In April 1954, top scientists gathered in Washington, D.C., to hear something new: voice and music broadcast by a solar-powered radio transmitter. Scientists at Bell Labs in New Jersey were demonstrating their invention, the first practical solar cell, which was made of silicon. This breakthrough paved the way for the solar revolution taking place today on rooftops and in massive ground-mounted solar farms around the world.
Solar cells, also called solar photovoltaics or PV, powered U.S. satellites during the 1960s space race with the Soviet Union. But PV technology was still too expensive to be used for much else until the Arab oil embargo of 1973. Amid rising fears about energy security, governments and private firms poured billions of dollars into solar research and development, reaping big gains in efficiency and cost reductions. This led to widespread use of PV in the 1980s for powering telephone relay stations, highway call boxes and similar applications.
Japanese and U.S. companies became early leaders in PV manufacturing for uses both large and small. For example, Japanese firms such as Sharp and Kyocera pioneered the use of solar cells in pocket calculators. A credit-card-sized solar-powered calculator from 1983 still helps us do quick calculations.

> **Data extracts**:

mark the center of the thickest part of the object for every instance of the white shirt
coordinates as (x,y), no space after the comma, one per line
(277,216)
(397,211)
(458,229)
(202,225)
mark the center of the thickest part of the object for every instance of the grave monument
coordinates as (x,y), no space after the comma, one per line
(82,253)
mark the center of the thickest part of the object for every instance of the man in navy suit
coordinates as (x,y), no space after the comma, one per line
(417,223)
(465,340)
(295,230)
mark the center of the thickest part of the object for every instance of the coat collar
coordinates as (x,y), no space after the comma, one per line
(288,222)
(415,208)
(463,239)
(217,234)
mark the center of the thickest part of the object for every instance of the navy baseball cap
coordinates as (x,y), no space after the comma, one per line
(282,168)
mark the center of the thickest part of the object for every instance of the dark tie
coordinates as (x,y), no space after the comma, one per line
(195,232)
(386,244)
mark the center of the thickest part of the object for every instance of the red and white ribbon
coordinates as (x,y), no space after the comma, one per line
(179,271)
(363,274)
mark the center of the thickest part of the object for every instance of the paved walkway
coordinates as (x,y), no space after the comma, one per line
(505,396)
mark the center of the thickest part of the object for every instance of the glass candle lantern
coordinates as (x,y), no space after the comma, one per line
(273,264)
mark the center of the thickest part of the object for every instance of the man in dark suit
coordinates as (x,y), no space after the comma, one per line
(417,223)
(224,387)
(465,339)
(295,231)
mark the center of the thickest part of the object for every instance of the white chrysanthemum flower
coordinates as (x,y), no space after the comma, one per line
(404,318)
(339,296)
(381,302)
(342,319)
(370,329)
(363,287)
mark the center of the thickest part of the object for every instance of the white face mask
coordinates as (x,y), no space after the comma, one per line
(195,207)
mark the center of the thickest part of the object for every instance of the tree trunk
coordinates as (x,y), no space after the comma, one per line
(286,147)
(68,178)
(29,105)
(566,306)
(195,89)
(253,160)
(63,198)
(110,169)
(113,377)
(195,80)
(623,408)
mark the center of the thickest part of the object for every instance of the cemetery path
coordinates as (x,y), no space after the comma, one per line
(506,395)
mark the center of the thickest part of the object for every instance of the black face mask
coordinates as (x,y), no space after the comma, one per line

> **Exercise 1**: According to the passage on solar cells, what material was the first practical solar cell made of?
> **Exercise 2**: Summarize the passage on solar cells in two sentences.

> **Answer area 1**: Silicon.

> **Answer area 2**: In April 1954, Bell Labs scientists demonstrated the first practical solar cell, made of silicon, a breakthrough that paved the way for today's solar revolution. After solar cells powered U.S. satellites in the 1960s, research spending that followed the 1973 Arab oil embargo cut their cost and led to widespread use in the 1980s, with Japanese and U.S. companies as early leaders in PV manufacturing.